Rewrite the records below with each "bounding box" switched to "enclosing rectangle", leaving everything else unchanged.

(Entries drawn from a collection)
>> start

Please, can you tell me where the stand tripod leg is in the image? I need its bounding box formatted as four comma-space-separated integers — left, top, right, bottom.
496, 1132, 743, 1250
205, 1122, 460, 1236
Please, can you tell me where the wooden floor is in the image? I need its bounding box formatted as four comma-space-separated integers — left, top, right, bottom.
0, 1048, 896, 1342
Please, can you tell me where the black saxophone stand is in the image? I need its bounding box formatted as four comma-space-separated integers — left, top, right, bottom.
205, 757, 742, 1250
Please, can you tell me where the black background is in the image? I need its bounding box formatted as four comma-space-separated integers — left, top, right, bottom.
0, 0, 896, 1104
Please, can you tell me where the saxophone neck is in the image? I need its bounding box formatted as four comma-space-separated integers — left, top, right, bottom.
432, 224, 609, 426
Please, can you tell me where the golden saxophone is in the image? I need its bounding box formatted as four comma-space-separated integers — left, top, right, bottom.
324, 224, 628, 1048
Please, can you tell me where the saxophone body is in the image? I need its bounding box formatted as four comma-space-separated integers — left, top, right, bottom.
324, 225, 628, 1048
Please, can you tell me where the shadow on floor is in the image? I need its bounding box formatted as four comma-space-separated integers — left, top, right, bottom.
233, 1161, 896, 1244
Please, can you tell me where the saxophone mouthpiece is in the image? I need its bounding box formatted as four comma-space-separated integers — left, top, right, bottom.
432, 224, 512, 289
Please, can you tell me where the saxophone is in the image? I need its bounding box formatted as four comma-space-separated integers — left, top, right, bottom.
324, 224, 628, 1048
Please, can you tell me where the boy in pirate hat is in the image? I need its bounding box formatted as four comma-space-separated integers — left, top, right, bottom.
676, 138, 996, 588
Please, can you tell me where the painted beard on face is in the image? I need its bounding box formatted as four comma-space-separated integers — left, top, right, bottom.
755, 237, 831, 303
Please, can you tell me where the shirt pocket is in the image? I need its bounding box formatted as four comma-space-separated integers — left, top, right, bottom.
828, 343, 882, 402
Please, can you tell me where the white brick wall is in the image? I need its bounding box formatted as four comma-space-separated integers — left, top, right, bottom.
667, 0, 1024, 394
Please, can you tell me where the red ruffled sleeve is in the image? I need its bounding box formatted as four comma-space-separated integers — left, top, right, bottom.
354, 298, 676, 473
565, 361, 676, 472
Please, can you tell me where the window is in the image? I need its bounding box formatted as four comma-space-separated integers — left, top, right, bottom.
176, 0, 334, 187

>> end

## CORRECT ANSWER
Please, can you tell me where the stand tripod leg is in the image? I need its enclosing rectangle formatted as four comma-space-separated integers — left, top, right, bottom.
496, 1132, 743, 1250
205, 1122, 460, 1236
Please, can you tell me where the wooden floor is in the image? I need its enclosing rectangle formatted as four comma-space-separated integers — left, top, right, bottom.
0, 1048, 896, 1342
Please, can you tell me where the black saxophone stand is in the image? I need its enclosing rectangle formatted as four comma-space-separated integers — left, top, right, bottom.
205, 757, 742, 1250
Please, can you tell me where the black background is in the image? I need its enclosing rectangle formatted as four comma-space-separated integers — left, top, right, bottom.
0, 0, 896, 1104
Please, can you tell me where the saxophone neck is in the image? I need its enclosing rectangle formatted as four comma-space-separated integers — left, top, right, bottom.
432, 224, 609, 426
Please, can you tell me where the golden saxophone is in the image? I need its enclosing rectangle formatted as four comma-space-separated integers — left, top, right, bottom.
324, 224, 628, 1048
Please, can you tell me where the saxophone body is in the image? I need its enclosing rectangle formatted as four comma-space-separated integers — left, top, right, bottom.
324, 225, 628, 1048
Please, can you tell me where the shadow on floor is in the image? I need its enclosing rectangle formatted as four comma-space-separated integers — left, top, right, bottom.
233, 1161, 896, 1244
Please, can you tell me where the saxophone mouthpiece is in the image? I need its enclosing rectangle formatted as four comma-space-separated integers — left, top, right, bottom.
432, 224, 512, 289
Please, can you tell me where the saxophone is in the image? I need its enclosing rectangle formatted as four comma-space-separated integers — left, top, right, bottom.
324, 224, 628, 1048
Please, can you tell me where the boy in pirate hat is in the image? I need its enclosing rectangle formatted as four comma-space-separated integers — left, top, right, bottom.
676, 138, 996, 588
Please, can you tell me where the painted beard on face is in the image? I need its enclosing rectangle formatted as four comma-space-separated integers — left, top, right, bottom.
755, 237, 831, 303
Please, can you tell me where the shirt pocket is in the image? I need its enclosing rectangle formatted as four comma-space-separated integers — left, top, right, bottom.
828, 343, 882, 402
Please, can you tell me where the white brick wall is in the image? I need its enclosing rectangle formatted as four comma-space-separated integers — left, top, right, bottom.
667, 0, 1024, 394
Please, can you tell me where the red ruffled sleeve is in the image? I need its enclosing rectangle formatted as four comma-space-separated integers — left, top, right, bottom.
354, 298, 676, 473
565, 361, 676, 472
Please, can you tell me where the window is in the image? I need its enclosing rectangle formatted as four comma-space-separated integers — left, top, right, bottom.
176, 0, 334, 187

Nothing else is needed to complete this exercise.